**Records shown**.
==========
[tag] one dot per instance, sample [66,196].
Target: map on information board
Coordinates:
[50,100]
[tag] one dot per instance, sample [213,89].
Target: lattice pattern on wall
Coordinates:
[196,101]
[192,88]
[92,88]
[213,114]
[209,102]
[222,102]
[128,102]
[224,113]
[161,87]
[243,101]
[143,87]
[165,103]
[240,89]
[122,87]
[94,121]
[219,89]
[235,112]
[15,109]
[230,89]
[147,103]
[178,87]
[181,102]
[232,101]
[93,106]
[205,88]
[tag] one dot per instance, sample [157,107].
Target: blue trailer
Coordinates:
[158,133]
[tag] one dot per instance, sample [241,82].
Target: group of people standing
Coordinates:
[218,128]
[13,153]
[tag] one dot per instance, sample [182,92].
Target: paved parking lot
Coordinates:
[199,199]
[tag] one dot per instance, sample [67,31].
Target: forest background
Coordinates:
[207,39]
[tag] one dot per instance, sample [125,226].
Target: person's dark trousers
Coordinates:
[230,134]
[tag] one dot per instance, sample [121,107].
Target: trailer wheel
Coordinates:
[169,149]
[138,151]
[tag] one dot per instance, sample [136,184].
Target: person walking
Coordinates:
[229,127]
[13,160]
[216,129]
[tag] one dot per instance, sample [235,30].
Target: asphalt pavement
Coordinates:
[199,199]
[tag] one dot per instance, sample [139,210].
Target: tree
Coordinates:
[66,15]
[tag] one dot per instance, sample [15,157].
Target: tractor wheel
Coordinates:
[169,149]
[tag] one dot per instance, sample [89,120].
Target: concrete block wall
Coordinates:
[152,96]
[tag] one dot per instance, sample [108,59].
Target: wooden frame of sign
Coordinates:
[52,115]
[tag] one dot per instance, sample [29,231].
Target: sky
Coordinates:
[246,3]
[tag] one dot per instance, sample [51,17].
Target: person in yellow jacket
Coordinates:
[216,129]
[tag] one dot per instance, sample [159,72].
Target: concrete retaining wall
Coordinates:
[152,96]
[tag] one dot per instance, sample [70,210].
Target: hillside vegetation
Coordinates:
==========
**What the task requires**. In all of the records above, switch every occurrence of "wheel" to "tire" and leave everything else unchanged.

**Solved problem**.
[tag] one dot per instance, sample [66,196].
Target: map on information board
Coordinates:
[50,100]
[tag] one dot per instance, sample [213,89].
Target: lattice pattern on wall
Coordinates:
[196,101]
[192,88]
[92,88]
[213,114]
[209,102]
[222,102]
[128,102]
[224,113]
[161,87]
[243,101]
[143,87]
[165,103]
[240,89]
[122,87]
[94,121]
[219,89]
[235,112]
[15,109]
[230,89]
[147,103]
[178,87]
[181,102]
[232,101]
[93,106]
[205,88]
[tag] one dot per instance, sample [157,107].
Target: blue trailer
Coordinates:
[158,133]
[tag] one dot per instance, sample [241,82].
Target: group of people standing
Coordinates:
[218,128]
[13,153]
[tag] one dot per instance, sample [182,92].
Target: paved parking lot
Coordinates:
[199,199]
[tag] one dot per instance, sample [67,31].
Target: forest background
Coordinates:
[207,39]
[tag] one dot per instance, sample [125,226].
Target: person's dark trousers
Coordinates:
[230,134]
[tag] one dot per instance, sample [121,107].
Target: trailer tire
Coordinates:
[169,149]
[138,151]
[tag] one dot per instance, sample [136,184].
Target: person walking
Coordinates:
[229,127]
[13,160]
[216,129]
[tag] one dot per instance, sample [235,30].
Target: asphalt pavement
Coordinates:
[199,199]
[tag] one dot per instance, sample [139,210].
Target: tree
Coordinates:
[66,15]
[tag] one dot per instance, sample [15,157].
Target: tractor tire
Coordinates:
[169,149]
[tag] one dot per instance, sample [89,120].
Target: concrete block wall
Coordinates:
[152,96]
[tag] one dot per instance, sample [108,59].
Target: wooden frame of sign
Coordinates:
[52,115]
[tag] one dot per instance, sample [29,231].
Target: sky
Coordinates:
[246,3]
[tag] one dot per instance, sample [51,17].
Target: person in yellow jacket
Coordinates:
[216,129]
[tag] one dot per instance, sample [159,72].
Target: concrete retaining wall
Coordinates:
[152,96]
[tag] one dot per instance, sample [70,210].
Target: hillside vegetation
Coordinates:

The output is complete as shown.